## [Brief A]
Copy out every line in the entries below that contains the word "building".

## START Quoted text

For a time, Internet advertising was a rising tide lifting all boats. But as ad spending ebbs, there are more arguments about where on the Web advertising is the most fruitful.

The fight over shrinking Internet ad dollars pits online publishers that offer premium content against major Web portals such as AOL, MSN and Yahoo. Portals and publishers, meanwhile, also have to compete with the ad brokers that sell often cut-rate leftover ad space on Web pages with less visibility.

Web publishers this week are pointing to a study — ordered up by their trade group — that they say presents evidence that ads on their prime pages offer more bang for the buck.

Online Publishers Association’s report
The Online Publishers Association — which represents creators of Web content such as New York Times Co., ESPN.com, MSNBC.com and The Wall Street Journal — on Thursday is releasing a study that finds that ads appearing on the portals and bought through ad brokers are significantly less effective than the premium ads they sell on their own sites.

“A brand marketer might be tempted in a recessionary economy to look for the lower-cost option. What this study shows is that the lower-cost option is not a productive solution,” says Martin Nisenholtz, senior vice president of digital operations for New York Times Co.

The study, based on research from the WPP PLC research firm Dynamic Logic, taps three years of data that include more than 4,800 marketing campaigns. Dynamic Logic offers a syndicated tool that big advertisers use to measure the impact of their digital campaigns.

The study shows, for instance, that online ad awareness metrics — where consumers remember seeing a brand or product advertised on the Web in the past 30 days — was 21% greater for ads on content sites than portals and 50% greater than ads placed in bulk by ad brokers.

Rates have begun falling for display ads, the graphical ads that border a Web page and make up the bread and butter of most Web publishers’ revenues. U.S. spending on display ads will drop 17% this year, to $4 billion, according to projections from PricewaterhouseCoopers. These declines come after years of rapid growth. It’s bad news for media companies trying to make up for even steeper declines in their traditional businesses.

Overall, U.S. spending on online advertising is expected to drop 3.2 % to $24.1 billion this year, according to PwC.

Big digital publishers long have charged high rates for the ads that appear on high-traffic areas of their sites, such as the home page. The argument is that their professional, proprietary journalistic content should reflect well on an advertiser, says Ed Erhardt, who oversees ad sales at ESPN, which is a unit of Walt Disney Co.

## END Quoted text
## START Supplied information

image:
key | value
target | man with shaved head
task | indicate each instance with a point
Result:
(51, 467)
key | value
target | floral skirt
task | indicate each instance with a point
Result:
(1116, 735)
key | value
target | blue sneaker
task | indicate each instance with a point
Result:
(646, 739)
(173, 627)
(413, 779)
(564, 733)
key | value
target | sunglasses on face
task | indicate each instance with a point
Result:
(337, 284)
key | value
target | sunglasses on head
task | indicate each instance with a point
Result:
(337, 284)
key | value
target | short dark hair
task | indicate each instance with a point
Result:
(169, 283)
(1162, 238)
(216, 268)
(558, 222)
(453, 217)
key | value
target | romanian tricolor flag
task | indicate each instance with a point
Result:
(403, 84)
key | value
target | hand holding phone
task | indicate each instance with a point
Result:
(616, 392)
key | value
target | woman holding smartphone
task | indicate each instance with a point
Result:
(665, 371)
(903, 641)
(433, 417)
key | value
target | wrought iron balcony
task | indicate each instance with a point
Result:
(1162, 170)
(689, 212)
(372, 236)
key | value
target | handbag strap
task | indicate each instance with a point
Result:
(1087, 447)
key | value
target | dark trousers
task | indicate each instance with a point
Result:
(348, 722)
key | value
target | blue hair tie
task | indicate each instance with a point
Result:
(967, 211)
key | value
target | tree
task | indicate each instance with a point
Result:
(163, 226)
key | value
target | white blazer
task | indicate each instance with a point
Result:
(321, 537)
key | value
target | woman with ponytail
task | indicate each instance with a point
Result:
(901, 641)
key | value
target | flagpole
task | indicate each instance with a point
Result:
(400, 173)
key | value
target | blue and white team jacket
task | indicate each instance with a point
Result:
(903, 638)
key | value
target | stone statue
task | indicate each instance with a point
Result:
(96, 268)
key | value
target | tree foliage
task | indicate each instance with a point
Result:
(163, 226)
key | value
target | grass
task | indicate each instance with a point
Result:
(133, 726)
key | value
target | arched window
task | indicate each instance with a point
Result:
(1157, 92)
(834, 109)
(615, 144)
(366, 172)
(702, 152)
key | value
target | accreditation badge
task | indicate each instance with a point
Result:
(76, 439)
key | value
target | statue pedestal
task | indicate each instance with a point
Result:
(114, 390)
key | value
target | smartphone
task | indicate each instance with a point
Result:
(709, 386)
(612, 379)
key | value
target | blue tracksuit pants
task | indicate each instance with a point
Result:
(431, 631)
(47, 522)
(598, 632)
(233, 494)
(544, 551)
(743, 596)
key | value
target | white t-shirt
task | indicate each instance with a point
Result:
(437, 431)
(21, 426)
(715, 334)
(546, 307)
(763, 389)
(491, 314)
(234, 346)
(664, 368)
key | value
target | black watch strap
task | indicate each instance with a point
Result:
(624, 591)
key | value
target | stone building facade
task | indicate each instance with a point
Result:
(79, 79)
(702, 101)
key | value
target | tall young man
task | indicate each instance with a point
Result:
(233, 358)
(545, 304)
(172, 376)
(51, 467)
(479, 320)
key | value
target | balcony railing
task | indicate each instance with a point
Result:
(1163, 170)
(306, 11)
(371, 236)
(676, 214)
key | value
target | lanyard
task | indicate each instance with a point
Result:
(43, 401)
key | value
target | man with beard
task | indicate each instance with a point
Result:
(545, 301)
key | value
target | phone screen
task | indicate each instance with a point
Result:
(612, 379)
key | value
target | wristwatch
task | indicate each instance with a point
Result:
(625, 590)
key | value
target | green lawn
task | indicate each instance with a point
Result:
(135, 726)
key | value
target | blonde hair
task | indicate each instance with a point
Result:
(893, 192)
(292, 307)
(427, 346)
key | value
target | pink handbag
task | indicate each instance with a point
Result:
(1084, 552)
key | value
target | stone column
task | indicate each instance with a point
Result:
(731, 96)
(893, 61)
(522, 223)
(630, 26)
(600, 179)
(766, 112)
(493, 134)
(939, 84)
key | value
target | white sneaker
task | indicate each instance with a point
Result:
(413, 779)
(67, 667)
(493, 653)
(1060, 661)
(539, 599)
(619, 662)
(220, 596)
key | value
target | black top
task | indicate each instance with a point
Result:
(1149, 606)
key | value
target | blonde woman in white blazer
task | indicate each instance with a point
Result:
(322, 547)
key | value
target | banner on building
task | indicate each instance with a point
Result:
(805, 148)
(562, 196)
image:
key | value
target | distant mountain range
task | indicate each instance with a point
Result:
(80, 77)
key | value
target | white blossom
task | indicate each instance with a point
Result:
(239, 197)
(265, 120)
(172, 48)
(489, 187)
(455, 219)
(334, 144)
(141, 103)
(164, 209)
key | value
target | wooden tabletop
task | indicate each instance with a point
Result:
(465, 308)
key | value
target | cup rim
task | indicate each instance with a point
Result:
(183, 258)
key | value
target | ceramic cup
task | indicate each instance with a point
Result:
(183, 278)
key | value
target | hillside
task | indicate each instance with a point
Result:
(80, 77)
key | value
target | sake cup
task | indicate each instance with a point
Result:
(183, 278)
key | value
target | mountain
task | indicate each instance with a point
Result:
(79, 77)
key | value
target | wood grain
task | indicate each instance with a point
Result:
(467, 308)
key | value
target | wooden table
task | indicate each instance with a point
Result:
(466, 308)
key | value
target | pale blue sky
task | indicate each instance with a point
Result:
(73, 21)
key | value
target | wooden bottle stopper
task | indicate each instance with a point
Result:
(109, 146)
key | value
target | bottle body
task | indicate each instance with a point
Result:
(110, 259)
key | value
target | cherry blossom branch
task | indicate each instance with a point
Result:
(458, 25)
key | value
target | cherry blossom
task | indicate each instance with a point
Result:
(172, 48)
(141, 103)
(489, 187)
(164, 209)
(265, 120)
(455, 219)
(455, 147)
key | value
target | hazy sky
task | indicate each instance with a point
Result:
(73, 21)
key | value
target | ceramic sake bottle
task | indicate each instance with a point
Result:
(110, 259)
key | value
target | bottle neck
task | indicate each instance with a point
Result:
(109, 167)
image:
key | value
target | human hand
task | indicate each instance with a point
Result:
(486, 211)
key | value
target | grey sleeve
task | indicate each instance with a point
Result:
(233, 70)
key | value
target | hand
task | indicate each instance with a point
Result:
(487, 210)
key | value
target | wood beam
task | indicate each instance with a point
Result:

## END Supplied information

## [Brief B]
In the article above on online advertising, condense the paragraph beginning "Rates have begun falling for display ads" into a short bulleted list that keeps its main facts.

## [Task answer A]
target | stone building facade
target | banner on building

## [Task answer B]
- Rates for display ads have begun to fall. These are the graphical ads that border a Web page, and they provide most of Web publishers' revenue.
- PricewaterhouseCoopers projects that U.S. spending on display ads will drop 17% this year, to $4 billion.
- The decline follows years of rapid growth.
- This is bad news for media companies trying to offset even steeper declines in their traditional businesses.